═══ TEXTAUSZUG
Leistungsstress in bayerischen Schulen: Wie Noten Kinderseelen zerstören

Das bayerische Schulsystem übt durch frühe Selektion und strenge Noten enormen Druck auf Kinder aus, was zu psychischen Belastungen und Leistungsdruck führt.

In Bayern sind bereits Grundschüler dem Leistungsdruck ausgesetzt, was immer mehr Kinder psychisch belastet. © Pexels

In Bayern sind bereits Grundschüler dem Leistungsdruck ausgesetzt, was immer mehr Kinder psychisch belastet. © Pexels

Die vierte Klasse in Bayern bringt Eltern und Schüler oft an ihre Grenzen. Spiegel-Kolumnistin Anna Clauß beschreibt eindrücklich, wie das strenge Notensystem im bayerischen Schulsystem bereits in jungen Jahren enormen Druck auf Kinder ausübt und damit ihre psychische Gesundheit gefährdet. Muss Schule wirklich so sein wie in Bayern, dass sie bereits in den ersten Jahren nur mit Druck und Noten funktioniert oder gibt es auch andere Wege?
══════
AUFGABE 1
Prüfen Sie, ob die folgenden Aussagen mit dem Textauszug übereinstimmen: (a) In Bayern sind schon Grundschüler Leistungsdruck ausgesetzt. (b) Anna Clauß schreibt als Kolumnistin für die Zeit. (c) Die fünfte Klasse bringt Eltern und Schüler oft an ihre Grenzen. Antworten Sie jeweils mit Ja oder Nein und zitieren Sie die entscheidenden Worte des Textauszugs wörtlich.
AUFGABE 2
Geben Sie die Passage des Textauszugs von „Leistungsstress in bayerischen“ bis einschließlich „und Leistungsdruck führt.“ wortgetreu wieder.
═══ GESPEICHERTE EINTRÄGE
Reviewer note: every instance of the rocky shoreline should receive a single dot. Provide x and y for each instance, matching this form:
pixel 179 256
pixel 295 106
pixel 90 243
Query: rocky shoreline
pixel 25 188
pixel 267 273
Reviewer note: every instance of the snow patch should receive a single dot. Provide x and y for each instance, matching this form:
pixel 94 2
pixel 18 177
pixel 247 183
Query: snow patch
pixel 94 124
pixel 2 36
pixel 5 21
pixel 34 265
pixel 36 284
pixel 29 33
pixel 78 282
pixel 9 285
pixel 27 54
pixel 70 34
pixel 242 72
══════
═══ GESPEICHERTE EINTRÄGE
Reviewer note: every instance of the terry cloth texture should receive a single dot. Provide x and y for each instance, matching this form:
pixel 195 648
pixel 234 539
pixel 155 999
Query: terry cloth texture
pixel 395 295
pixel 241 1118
══════
LÖSUNG 1
(a) Ja: „In Bayern sind bereits Grundschüler dem Leistungsdruck ausgesetzt“
(b) Nein: „Spiegel-Kolumnistin Anna Clauß“
(c) Nein: „Die vierte Klasse in Bayern bringt Eltern und Schüler oft an ihre Grenzen.“

LÖSUNG 2
Leistungsstress in bayerischen Schulen: Wie Noten Kinderseelen zerstören

Das bayerische Schulsystem übt durch frühe Selektion und strenge Noten enormen Druck auf Kinder aus, was zu psychischen Belastungen und Leistungsdruck führt.